> [Objective 1]:
Answer these questions from the carbon footprint page.
(a) What is the average yearly carbon footprint for a US citizen?
(b) Which scope covers an organization's purchased electricity, heat and steam?
(c) Which climate agreement, and from what year, does the page name as an international commitment?

** START OF Page excerpt **

Your carbon footprint is quite simply the amount of carbon that is released as a result of your circumstances, lifestyle choices and the decisions you make . What you eat. How you travel. What you buy. Where you live. How you invest your money. What you do at work. How many pets you have.
Having a carbon footprint is unavoidable. If you live in a developed country, it’s also likely to be pretty large. For example, the average carbon footprint for a US citizen is about 20 tonnes per year (but the average for someone in Nepal is 0.1).
Why so big? Well, on the whole, carbon is mostly free today. You don’t have to pay for the carbon you use or immediately see the damage that emissions cause, so there’s little incentive to reduce your footprint. It’s almost invisible, so you’re probably not aware of just how much of it you are using. The longer that carbon comes free, the harder we’re all going to have to work to cut back emissions in the future, or face the consequences. And science tells us, one day, we’ll even have to phase carbon out entirely.
Systems are slowly changing, bringing with them more renewable energy, electric transport options and other, less resource intensive, ways of living. As we transition, our carbon footprints will reduce. Governments are working hard to create the right conditions. They are bringing in carbon pricing and renewable energy incentives and making international commitments like those laid out in the 2015 Paris climate agreement. But there’s no denying that it’s a slow process. Agreements often take years, if not decades, to be implemented and we simply can’t wait that long. We know that action over and above what the governments are already doing is necessary to meet our goals. It’s up to each of us to contribute.
Learn more about global climate commitments and what the world needs to achieve here.
Precious global ecosystems are being eroded right now, at a catastrophic cost to the people and animals that rely on them, as well as to our planet’s atmosphere on which we all rely. Every day we wait makes the job of eradicating carbon emissions even harder.
You don’t need to wait for your government or big business act. Just take these four empowering steps.
Calculate your footprint.
Reduce your emissions. Are there any cost-effective activities that you could invest in – like new energy efficiency measures across your business? Switching to renewable energy? Setting a target?
Take direct action to start reversing your carbon footprint today – by saving threatened forests.
Get your friends involved. Motivate and encourage others to take action like you. Motivate others in your value chain to join you in taking action for climate change.
There are tangible business benefits of both reporting your companies carbon footprint (often referred to as disclosure) and taking concrete action to manage it, especially when it comes to long-term sustainability and profitability.
It is best practice for companies to consider all their relevant emissions when calculating their carbon footprint. In GHG reporting terms this means disclosing Scopes 1, 2 and 3 (as defined to the WRI/WBCSD GHG Protocol www.ghgprotocol.org).
– Scope 1 refers to an organisations direct emissions such as fuel combustion and company vehicles
– Scope 2 refers to an organisations indirect emissions such as purchased electricity, heat and steam
– Scope 3 refers to other indirect emissions such as the use of sold products, waste disposal and business travel like flights. This could also include supply chain emissions including deforestation.
If a company does not disclose all scope 1, 2 and 3 emissions it is best practice to be clear what is and what is not included in a companies report.
Your carbon footprint is the amount of carbon released as a result of how you do business. Running your offices. Feeding staff. Business trips. Any manufacturing. Depending on how far up and down the value chain you look, your carbon footprint can also include anything from sourcing raw material and manufactured goods to how your customers use and dispose of the products you sell.

** END OF Page excerpt **
** START OF Supplied entries **

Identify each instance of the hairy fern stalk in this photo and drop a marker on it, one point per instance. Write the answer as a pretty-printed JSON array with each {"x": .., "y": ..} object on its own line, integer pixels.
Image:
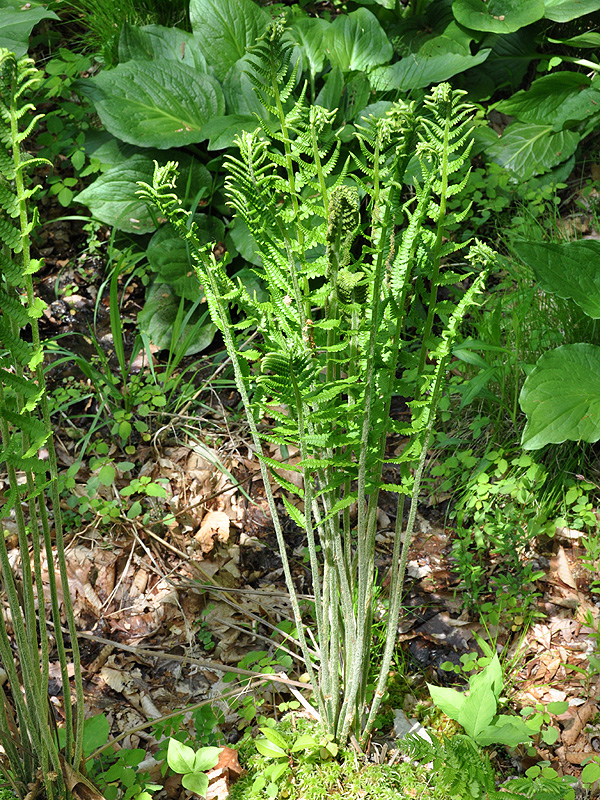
[
  {"x": 333, "y": 339},
  {"x": 32, "y": 757}
]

** END OF Supplied entries **

> [Objective 2]: Please output every line of the data file records above exactly, with no changes, but leave the pictures out.

> [Complete response 1]:
(a) About 20 tonnes per year.
(b) Scope 2.
(c) The Paris climate agreement of 2015.

> [Complete response 2]:
Identify each instance of the hairy fern stalk in this photo and drop a marker on it, one point per instance. Write the answer as a pretty-printed JSON array with each {"x": .., "y": ..} object on its own line, integer pixels.
Image:
[
  {"x": 333, "y": 339},
  {"x": 32, "y": 757}
]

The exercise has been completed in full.